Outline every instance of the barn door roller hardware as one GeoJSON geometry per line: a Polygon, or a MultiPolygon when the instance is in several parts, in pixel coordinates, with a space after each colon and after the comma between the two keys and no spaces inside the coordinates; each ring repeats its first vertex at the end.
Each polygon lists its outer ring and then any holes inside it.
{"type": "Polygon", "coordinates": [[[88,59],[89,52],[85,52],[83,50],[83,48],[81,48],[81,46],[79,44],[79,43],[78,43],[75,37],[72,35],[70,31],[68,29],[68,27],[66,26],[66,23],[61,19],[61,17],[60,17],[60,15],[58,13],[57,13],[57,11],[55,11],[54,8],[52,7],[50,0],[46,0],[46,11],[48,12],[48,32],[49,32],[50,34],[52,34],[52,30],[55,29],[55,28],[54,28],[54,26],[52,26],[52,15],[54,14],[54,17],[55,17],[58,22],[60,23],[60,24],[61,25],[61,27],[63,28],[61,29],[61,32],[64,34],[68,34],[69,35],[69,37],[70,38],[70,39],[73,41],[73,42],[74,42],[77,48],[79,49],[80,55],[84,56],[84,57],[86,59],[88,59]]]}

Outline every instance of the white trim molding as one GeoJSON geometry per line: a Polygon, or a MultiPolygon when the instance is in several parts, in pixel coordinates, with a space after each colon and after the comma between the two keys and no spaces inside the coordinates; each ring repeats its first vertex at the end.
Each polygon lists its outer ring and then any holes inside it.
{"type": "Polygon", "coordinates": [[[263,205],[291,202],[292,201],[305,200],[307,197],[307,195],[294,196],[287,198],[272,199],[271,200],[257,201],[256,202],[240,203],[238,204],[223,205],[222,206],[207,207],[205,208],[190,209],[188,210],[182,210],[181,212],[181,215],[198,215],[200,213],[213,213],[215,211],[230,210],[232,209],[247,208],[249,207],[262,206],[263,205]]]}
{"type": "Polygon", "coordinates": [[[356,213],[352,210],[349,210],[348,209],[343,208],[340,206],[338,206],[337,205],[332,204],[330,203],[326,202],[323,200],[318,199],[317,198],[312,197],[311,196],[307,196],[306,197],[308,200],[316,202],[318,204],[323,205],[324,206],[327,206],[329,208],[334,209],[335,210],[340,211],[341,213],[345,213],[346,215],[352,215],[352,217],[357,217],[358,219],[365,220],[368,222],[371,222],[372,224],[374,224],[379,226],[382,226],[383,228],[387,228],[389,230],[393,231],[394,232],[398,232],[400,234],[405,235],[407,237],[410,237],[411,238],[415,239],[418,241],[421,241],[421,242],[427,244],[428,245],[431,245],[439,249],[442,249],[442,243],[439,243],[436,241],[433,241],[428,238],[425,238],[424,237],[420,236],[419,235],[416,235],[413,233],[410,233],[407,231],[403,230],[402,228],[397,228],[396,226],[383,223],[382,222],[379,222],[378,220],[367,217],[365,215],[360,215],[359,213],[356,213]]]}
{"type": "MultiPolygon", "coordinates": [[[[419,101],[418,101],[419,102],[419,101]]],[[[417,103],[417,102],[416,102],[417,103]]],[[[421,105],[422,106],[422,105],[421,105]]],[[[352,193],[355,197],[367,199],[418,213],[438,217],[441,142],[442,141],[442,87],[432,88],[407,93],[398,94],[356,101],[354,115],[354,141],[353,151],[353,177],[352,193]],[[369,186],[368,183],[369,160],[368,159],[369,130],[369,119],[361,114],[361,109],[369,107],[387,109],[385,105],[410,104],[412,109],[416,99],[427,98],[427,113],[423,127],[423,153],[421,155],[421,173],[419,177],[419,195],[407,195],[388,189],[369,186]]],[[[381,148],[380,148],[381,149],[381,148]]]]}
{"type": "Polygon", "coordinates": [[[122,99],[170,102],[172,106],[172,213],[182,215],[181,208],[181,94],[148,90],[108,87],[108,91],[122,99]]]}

Work to be completed: Pick out each line of the rows above that contains the word "every", and copy those lines.

Solution for this task:
Outline every instance of the barn door roller hardware as one GeoJSON geometry per line: a Polygon, or a MultiPolygon when the instance is in several parts, in pixel coordinates, with a space after each colon and after the comma between the two keys and no spaces inside the coordinates; each ring repeats its first vertex at the end.
Outline every instance of the white trim molding as one GeoJSON geometry per line: a Polygon, or a MultiPolygon when the instance is in several parts, in pixel coordinates, with a space after each colon and after the comma between the two keys and no spaces inside the coordinates; each ring repeats its first vertex at the end.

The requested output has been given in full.